### Text excerpt
━━━━━━━━━━━━━━━━━━━━

Sunday, December 11, 2005. 10:31am
I hate all of that relationship bullshit. Those serious conversations when all you want to do is care about someone but all you actually do is get offended. Offended about stupid shit. "You didn't call me back quick enough." "You didn't sound sincere when you said good night last night." I don't know what it is; maybe it's the meeting all the way, the giving 100% that causes the problem. You cross in the middle, find yourself on their side and when you turn to look around they are on your side, just as far away as you were when you started. You no longer expect the person to stop in the middle and are aware that you must then move to meet them. You are no longer equals now but slaves to one another.
9:37am
Passion has little to do with euphoria and everything to do with patience. It is not about feeling good. It is about endurance. Like patience, passion comes from the same Latin root: pati [sic]. It does not mean to flow with exuberance. It means to suffer.
?-Mark Z. Danielewski; House of Leaves
Saturday, December 10, 2005. 9:57am
I am part of a TV nation. I am part of an internet generation. It is an on-demand world. On-demand is the buzz word of business (like I know shit about business) these days. And I reflect on what Molly had said last night. A couple of things about Goat Island. That this performance group holds an almost legendary space in her mind. But she's never seen them. She says she heard about Goat Island neigh on twelve years ago (which is an impressive run time for a performance group) but in the intervening time has seen nada. Nothing.
And I wonder how you can respect a company without seeing them. I have huge respect for Blue Man. I have huge respect for Lucky Plush. I have seen them do shows. But I wonder about this respect without seeing. This idea about an idea. I respect your concept, not your execution. Perhaps because, for me, the proof is in the pudding. The reason for the season is in the show. The show is the be all and the end all. Of course I'm a lighting designer, I light shows. Without a show there's nothing for me to light. Of course I understand and respect process, but, again, there's no lighting a process. Maybe it's just a different view. But if Molly, who is a fellow performing artist and who respects the hell about them and who has known about them for twelve years has never seen a show, then who will?
Which brings me to my next point, which is also kind of my first point. I live in an on-demand world. People want access all the time. Access to whatever, whenever. Closed? Fuck that. So why hasn't Molly seen a show? "They don't perform in Chicago that often." Her words. True enough. I know a touch about Goat Island, Margaret Nelson being a goat and all of that. They don't perform in Chicago that often. They go to places like Venice, Manchester and so on. Across the sea, Europe. Their's is what one would call 'performance art' and doesn't seem to have a huge following in the States. They are what one would call 'Americans' and as such they tend to live here. But they export their work, as it seems better received there. And they have a following over there. (Overthere, overthere!) And I wonder how this happens and I wonder where this following comes from, and where this booking comes from and I wonder who does what when where and how. And I realize there's a part of theatre (of live performance) that I haven't tapped into, that I'm not aware of. Which is funny, because I'm sitting in the living breathing hub of this blind spot right now. Here at this NPN conference, where we have been brought on someone else's money to do a show (which we did) and now hang out and see and do these things. Which, despite this packet that I have, seems intelligible to me. Unknown and unknowable. But I digress.

━━━━━━━━━━━━━━━━━━━━

### Data segment
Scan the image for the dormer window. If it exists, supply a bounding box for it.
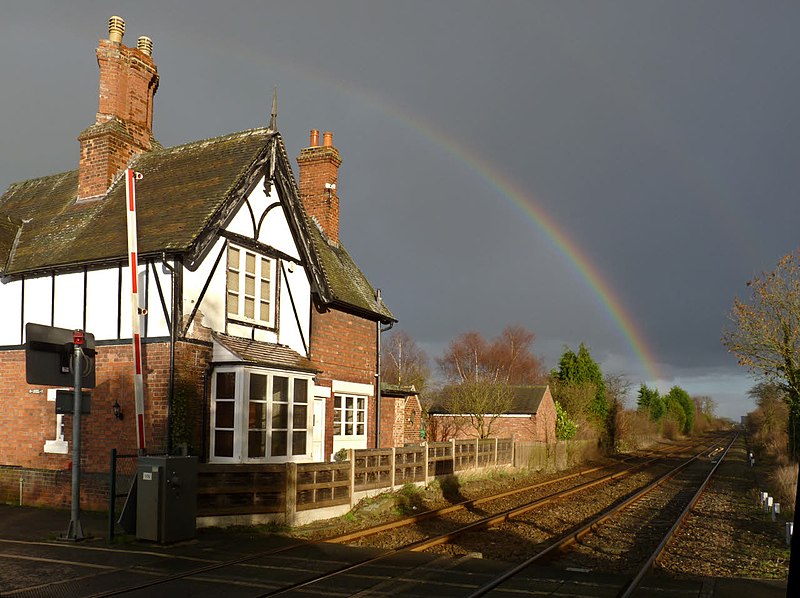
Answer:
[226,245,275,328]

━━━━━━━━━━━━━━━━━━━━

### Tasks and exercises
(1) Answer these questions from the blog entries.
(a) In the passage quoted from House of Leaves, what does passion mean?
(b) Which two companies does the writer say they have huge respect for?
(c) Which two places are named as places Goat Island goes to perform?
(2) Reproduce word for word everything in the blog entries from "Sunday, December 11, 2005." down to "to one another.".

### Expected answers
(1)
(a) It means to suffer.
(b) Blue Man and Lucky Plush.
(c) Venice and Manchester.

(2)
Sunday, December 11, 2005. 10:31am
I hate all of that relationship bullshit. Those serious conversations when all you want to do is care about someone but all you actually do is get offended. Offended about stupid shit. "You didn't call me back quick enough." "You didn't sound sincere when you said good night last night." I don't know what it is; maybe it's the meeting all the way, the giving 100% that causes the problem. You cross in the middle, find yourself on their side and when you turn to look around they are on your side, just as far away as you were when you started. You no longer expect the person to stop in the middle and are aware that you must then move to meet them. You are no longer equals now but slaves to one another.